[Records in a dataset]
┌──

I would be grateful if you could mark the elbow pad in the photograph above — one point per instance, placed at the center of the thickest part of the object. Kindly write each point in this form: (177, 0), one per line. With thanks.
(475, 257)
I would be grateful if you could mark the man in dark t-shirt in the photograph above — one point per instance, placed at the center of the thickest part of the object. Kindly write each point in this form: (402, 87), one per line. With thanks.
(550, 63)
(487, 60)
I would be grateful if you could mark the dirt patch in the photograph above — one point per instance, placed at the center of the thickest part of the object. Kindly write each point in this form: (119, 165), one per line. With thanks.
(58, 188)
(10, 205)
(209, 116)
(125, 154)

└──
┌──

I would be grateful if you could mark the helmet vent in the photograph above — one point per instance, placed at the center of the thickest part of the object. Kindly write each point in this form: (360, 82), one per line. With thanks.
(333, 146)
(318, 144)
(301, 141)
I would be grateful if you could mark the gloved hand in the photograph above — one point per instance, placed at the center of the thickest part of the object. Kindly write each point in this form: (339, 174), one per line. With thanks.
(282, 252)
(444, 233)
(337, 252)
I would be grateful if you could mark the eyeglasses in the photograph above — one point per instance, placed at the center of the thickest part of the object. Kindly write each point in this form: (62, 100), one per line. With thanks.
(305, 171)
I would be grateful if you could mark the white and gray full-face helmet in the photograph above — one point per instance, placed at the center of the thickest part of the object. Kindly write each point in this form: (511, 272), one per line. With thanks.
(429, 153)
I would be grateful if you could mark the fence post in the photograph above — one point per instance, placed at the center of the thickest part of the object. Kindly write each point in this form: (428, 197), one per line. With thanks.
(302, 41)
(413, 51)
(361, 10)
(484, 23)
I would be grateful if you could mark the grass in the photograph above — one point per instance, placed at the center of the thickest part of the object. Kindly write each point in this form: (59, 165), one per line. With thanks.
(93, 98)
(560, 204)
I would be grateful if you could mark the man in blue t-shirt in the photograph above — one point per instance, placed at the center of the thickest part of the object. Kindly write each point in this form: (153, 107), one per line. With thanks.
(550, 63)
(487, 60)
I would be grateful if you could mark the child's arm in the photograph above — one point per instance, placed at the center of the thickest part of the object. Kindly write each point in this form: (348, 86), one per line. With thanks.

└──

• **Exercise requirements**: List every line of the items above that contains the word "hand", treating uppercase and lowercase letters as different.

• **Solution**:
I would be grateful if you could mark the gloved hand in the photograph above — one point per instance, placed at the center of the thickest part of the object. Kindly write each point in this form: (339, 174), one per line. With thanks.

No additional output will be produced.